Brief: In the passage on horror films, which film is named as an example of reflecting the darkest and most real parts of society?

Exercise passage START

The aesthetics and psychology behind scary movies can also create an enjoyable experience for us. It’s common for people to feel less frustrated, less anxious and even happier after watching a scary movie. This could be because of the hormones released during the experience and the immediate assurance afterwards that we are not in danger.

Moreover, scary movies have a unique way of bonding people like no other genre. This is because it feels like you are going through something together, sharing a heightened experience. And there can be a feel-good sense of accomplishment afterwards.

A Reflection of Society

“To make Michael Myers frightening, I had him walk like a man, not a monster.”

John Carpenter

Beyond jump scares and shock reveals, what intensifies the fright that horror films serve is that they are very real reflections of society and mankind. Scarier than any fictional monster or creature is the horrors that happen in real life, by real humans.

Films have the ability to portray very real sentiments in life, and reflect the darkest and most real parts of society, for example, Peele’s Get Out. Likewise, psychological thrillers have the power to explore the duality and nature of humans and our capabilities.

Exercise passage END
Given information START

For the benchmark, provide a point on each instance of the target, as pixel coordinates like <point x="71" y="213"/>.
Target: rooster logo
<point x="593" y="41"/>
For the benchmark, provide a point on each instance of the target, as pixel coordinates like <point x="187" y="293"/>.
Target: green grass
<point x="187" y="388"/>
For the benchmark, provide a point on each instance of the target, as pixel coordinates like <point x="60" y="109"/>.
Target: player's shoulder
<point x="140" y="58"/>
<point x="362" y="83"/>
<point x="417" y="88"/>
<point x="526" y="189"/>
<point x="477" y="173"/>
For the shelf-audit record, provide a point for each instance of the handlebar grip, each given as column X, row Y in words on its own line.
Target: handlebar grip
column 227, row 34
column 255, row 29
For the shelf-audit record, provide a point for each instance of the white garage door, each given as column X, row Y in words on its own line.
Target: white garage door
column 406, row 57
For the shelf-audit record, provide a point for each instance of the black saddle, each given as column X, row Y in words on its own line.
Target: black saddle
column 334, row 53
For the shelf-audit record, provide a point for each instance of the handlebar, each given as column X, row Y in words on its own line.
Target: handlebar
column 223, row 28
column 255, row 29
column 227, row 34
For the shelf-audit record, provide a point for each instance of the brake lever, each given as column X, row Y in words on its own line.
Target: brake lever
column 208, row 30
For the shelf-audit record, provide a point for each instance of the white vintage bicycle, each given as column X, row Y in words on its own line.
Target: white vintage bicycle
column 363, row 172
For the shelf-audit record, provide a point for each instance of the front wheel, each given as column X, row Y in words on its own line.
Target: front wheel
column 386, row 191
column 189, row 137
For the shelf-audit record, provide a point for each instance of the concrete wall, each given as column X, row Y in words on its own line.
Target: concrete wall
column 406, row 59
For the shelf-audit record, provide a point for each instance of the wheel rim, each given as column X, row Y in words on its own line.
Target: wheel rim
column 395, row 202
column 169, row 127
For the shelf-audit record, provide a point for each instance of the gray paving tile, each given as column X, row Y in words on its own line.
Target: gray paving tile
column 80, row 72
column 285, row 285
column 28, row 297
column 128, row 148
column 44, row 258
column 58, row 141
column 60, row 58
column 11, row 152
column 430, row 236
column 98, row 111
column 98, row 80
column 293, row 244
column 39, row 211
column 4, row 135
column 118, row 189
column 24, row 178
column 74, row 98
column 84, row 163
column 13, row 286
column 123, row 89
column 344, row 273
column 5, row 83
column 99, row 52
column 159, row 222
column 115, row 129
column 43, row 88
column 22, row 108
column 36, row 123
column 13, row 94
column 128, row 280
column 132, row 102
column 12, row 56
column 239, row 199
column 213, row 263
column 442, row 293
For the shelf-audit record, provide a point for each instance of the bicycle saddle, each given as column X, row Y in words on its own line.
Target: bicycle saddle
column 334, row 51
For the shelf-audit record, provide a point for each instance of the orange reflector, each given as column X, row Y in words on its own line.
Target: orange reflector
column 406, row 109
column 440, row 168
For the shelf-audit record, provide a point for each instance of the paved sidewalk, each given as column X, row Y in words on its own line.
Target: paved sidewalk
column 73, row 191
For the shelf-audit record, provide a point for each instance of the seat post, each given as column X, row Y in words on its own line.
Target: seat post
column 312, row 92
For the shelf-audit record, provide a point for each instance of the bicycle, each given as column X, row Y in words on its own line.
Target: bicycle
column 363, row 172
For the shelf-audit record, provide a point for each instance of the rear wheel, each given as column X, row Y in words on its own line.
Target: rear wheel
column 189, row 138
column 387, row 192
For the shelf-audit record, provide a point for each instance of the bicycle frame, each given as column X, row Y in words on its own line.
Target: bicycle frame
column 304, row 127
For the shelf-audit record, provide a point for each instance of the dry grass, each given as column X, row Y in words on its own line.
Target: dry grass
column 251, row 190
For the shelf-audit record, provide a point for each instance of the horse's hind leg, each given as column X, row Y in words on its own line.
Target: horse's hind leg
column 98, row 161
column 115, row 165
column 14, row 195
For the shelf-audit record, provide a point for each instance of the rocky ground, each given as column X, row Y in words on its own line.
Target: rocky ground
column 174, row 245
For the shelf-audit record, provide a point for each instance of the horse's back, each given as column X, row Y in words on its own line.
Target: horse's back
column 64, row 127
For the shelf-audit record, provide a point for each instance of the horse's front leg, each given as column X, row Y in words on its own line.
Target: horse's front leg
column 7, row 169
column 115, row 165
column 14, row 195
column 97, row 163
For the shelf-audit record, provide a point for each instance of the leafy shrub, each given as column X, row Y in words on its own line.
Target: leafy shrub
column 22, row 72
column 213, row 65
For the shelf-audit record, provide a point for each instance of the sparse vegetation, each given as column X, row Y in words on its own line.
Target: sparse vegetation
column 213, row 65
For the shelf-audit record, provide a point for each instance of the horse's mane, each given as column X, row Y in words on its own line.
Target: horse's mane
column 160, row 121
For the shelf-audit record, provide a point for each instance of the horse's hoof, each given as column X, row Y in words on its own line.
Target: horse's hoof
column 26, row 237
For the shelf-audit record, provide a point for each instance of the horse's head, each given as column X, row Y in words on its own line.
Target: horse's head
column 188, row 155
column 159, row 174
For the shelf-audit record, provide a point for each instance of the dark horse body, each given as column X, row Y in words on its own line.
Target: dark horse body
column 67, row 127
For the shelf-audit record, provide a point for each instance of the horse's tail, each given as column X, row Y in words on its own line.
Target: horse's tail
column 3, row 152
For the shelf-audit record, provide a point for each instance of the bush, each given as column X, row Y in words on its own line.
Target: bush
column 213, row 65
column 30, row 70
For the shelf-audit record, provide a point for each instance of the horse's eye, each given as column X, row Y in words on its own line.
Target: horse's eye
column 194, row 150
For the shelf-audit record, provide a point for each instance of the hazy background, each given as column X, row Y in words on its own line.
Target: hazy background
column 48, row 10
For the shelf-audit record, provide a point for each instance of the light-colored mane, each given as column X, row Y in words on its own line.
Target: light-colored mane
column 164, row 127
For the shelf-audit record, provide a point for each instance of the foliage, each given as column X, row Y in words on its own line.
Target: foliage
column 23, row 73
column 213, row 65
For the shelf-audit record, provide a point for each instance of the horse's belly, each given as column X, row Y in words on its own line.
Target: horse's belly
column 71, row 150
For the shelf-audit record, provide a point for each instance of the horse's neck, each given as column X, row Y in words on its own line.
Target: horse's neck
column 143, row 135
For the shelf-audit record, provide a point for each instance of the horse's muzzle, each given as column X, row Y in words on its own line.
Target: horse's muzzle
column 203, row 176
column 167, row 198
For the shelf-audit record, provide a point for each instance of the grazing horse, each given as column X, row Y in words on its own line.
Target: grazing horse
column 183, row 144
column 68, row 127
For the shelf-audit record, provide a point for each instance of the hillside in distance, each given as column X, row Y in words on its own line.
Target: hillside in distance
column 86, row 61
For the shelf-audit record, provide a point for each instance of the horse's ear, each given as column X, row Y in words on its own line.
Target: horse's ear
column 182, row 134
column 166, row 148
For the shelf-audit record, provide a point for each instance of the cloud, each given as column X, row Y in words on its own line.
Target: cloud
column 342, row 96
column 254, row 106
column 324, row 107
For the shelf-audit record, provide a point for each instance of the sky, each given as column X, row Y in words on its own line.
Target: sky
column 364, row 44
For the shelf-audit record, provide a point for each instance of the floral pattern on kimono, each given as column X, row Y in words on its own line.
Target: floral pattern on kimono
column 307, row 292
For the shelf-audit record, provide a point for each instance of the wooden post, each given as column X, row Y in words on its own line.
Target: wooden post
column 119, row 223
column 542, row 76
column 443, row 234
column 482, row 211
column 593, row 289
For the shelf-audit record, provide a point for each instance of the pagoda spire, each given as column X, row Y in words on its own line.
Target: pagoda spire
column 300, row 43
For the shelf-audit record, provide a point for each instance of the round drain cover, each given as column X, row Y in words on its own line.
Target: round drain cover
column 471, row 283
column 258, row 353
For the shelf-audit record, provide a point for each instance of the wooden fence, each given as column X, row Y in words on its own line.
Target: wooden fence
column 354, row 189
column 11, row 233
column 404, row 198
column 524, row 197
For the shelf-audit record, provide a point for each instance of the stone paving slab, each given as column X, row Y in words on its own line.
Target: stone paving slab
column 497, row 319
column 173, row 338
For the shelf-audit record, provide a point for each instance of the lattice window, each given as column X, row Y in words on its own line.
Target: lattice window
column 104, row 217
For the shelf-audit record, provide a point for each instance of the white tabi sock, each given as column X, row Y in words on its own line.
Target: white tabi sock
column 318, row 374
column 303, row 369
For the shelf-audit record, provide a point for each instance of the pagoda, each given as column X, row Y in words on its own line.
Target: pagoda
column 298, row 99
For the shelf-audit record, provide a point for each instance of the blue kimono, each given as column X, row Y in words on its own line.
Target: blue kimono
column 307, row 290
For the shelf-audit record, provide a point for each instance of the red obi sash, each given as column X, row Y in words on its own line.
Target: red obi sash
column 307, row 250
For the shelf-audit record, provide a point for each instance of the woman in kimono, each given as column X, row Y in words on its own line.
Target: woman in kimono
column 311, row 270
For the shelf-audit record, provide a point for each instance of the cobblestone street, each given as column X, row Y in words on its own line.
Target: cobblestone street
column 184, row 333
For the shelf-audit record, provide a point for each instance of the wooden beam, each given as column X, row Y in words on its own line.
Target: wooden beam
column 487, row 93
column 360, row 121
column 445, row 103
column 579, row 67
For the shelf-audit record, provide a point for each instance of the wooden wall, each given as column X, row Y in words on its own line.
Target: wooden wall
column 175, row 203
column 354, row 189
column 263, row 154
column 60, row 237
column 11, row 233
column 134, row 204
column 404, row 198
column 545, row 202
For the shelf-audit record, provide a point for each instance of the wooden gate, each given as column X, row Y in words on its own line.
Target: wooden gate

Given information END

Task solution: Peele's Get Out